Quoted passage -
# What'cha Guys think of this girl?



## friafreedom756 (Jul 13, 2009)

I forgot to add, shes eight years old, quarterhorse mare. She was professionally trained 6 years ago, but has been a pasture pony since. I just started working her in March, and is doing quite well.


----------



## Pacifica (Apr 20, 2009)

It looks like shes a fun pony. If your just having fun with her I would start by triming her feet. Her toes are too long and her heel is very low to the ground. I also don't think she's chubby at all! She looks like she has a very healthy weight. Also, the 3rd picture looks like she is being a bit fussy with her bit. Try either changing the bit to something softer or use a flash.


----------



## AussieDaisyGirl (May 21, 2009)

I think she's in good weight. Agree with Pacifica about her feet.


----------



## friafreedom756 (Jul 13, 2009)

her feet have been done since these pictures. sorry I didnt add that earlier. They grow really fast and they are hard to keep up with. They are very solid and do not break at all.


----------



## SuperStarsSugar (Sep 9, 2009)

A trim for her feet would be a nice start.


----------



## roro (Aug 14, 2009)

Trim her feet. Put horse boots on her legs. Wear proper riding breeches. Wear a helmet. Do you need that strong a bit? She seems unhappy with it, you should try a gentler bit. Have a relaxed seat when you ride her, you seem to be tense and arching. If you have a relaxed seat and back it will help her back relax as well. You also seem to be pulling back too much with the reins on the flat and she is hollowed out. Also, shorten your stirrups ESPECIALLY when you are jumping. Double check her saddle fits with a professional. When you jump, you shouldn't be standing that far up her neck for that height of a jump. All I can think of right now.


----------



## APHA MOMMA (Jul 10, 2009)

She said the horses hooves have been trimmed since then.


----------



## 250girl (Sep 10, 2009)

Looks a little weak in the pasterns, nice body condition though! And don't worry about wearing "proper riding breeches", as long as you have proper riding shoes your pants don't matter unless you show. Just be safe and have fun!


----------



## loosie (Jun 19, 2008)

250girl said:


> And don't worry about wearing "proper riding breeches", as long as you have proper riding shoes your pants don't matter unless you show. Just be safe and have fun!


I agree with the 'don't worry about breeches' comment, but proper riding shoes?? I better not send in any pics of me riding barefoot & in a skirt, 'side saddle' on a stock saddle then!

Re her feet & comments about weak pasterns & heels too close to the ground, IME the closer to the ground the heels are the better *generally*, but the appearance of weak pasterns is probably because her heels are actually long there, but underslung(crushed forward), and because the toes are so long. Hopefully this is on the way to being resolved, but it will likely not be fixable in one *good* trim. While 6-weekly trims are the average, remember they're just that - an average. Many horses need more frequent trimming.

I'm a hoof care practitioner & there are other hoof-sperts here too, so if you want some critiques on her feet post-trim, send us some piccies.

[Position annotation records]
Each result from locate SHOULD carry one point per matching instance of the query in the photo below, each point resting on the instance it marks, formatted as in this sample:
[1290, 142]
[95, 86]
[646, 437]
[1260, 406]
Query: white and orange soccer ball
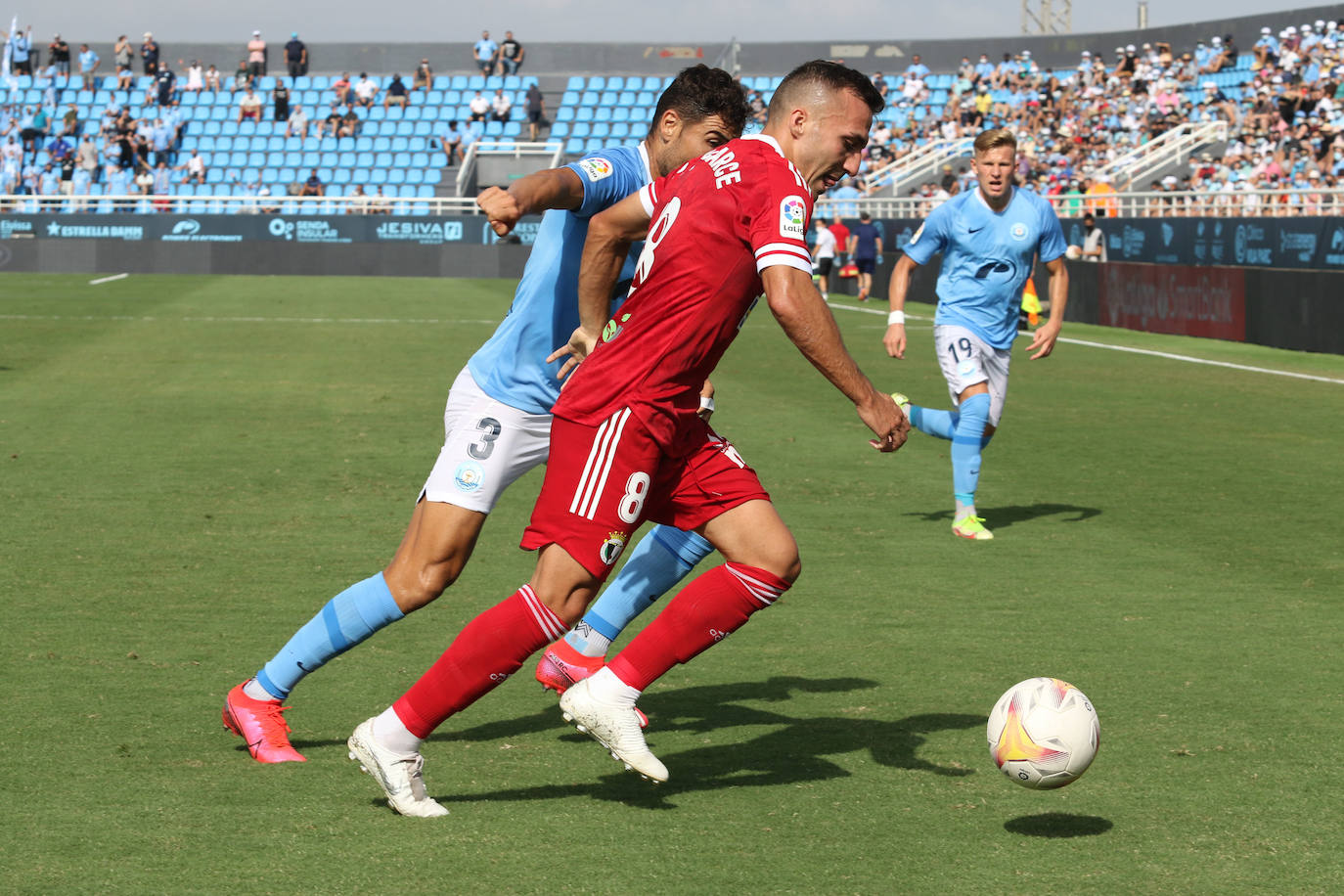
[1043, 734]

Set of tasks -
1 > Answer these questions about the forum thread on the mare:
(a) How old is the mare, and what breed is she?
(b) What two fixes does Pacifica suggest for the mare being fussy with her bit?
(c) What does loosie say she is by trade?
2 > Write the next part of the forum thread on the mare, starting after its final post.

Results of the exercise -
1 >
(a) She is eight years old and a quarterhorse.
(b) Changing to a softer bit or using a flash.
(c) A hoof care practitioner.

2 >
----------



## 250girl (Sep 10, 2009)

loosie said:


> I agree with the 'don't worry about breeches' comment, but proper riding shoes?? I better not send in any pics of me riding barefoot & in a skirt, 'side saddle' on a stock saddle then! quote]
> 
> I've been riding in skate shoes for years. I've ridden barefoot in a skirt lots too in the summer, but always bareback. Sweaty butt in the saddle feels yucky haha. I keep my horses at my own place, and ride on my backroad, so I've had nobody to curb my unsafe riding practices. My parent's aren't horsepeople. But after years of riding green horses with skate shoes and no helmet, I'm still alive. As I tell the girls I give lessons to, " Do as I say, not as I do".:lol:
> 
> About the feet, proper trimming could probably help at lot. Those skinny pasterns still scare me a little.... but then agian, my horse is half Clydesdale... he has BIG legs!


----------



## dominoschica (Sep 1, 2009)

Your shorts and half chaps made me smile. I can just imagine the tan (or sunburn) lines.


As for her feet, next time he/she is out, ask your farrier to try to bring her toe in and build up her heel. It can't be fixed in one trim, but after a few times, you will be able to see a big difference.

Regarding the bit comments, what kind of bit are you using? It looks to be just a plain full cheek snaffle, which is not a harsh bit whatsoever. It is meant to be used with bit holders, however. These hold the full cheek snaffle in an upright position, which is how it is supposed to be used. I do agree that for whatever reason, your mare doesn't seem to be happy under saddle. I did notice you are at her mouth alot in most the pictures, and she is just sticking her nose out and trying to get away from the pressure. You could teach her how to give to pressure, and that will make her look nicer under saddle, and more fun/easier to ride then constantly pulling on her mouth all the time.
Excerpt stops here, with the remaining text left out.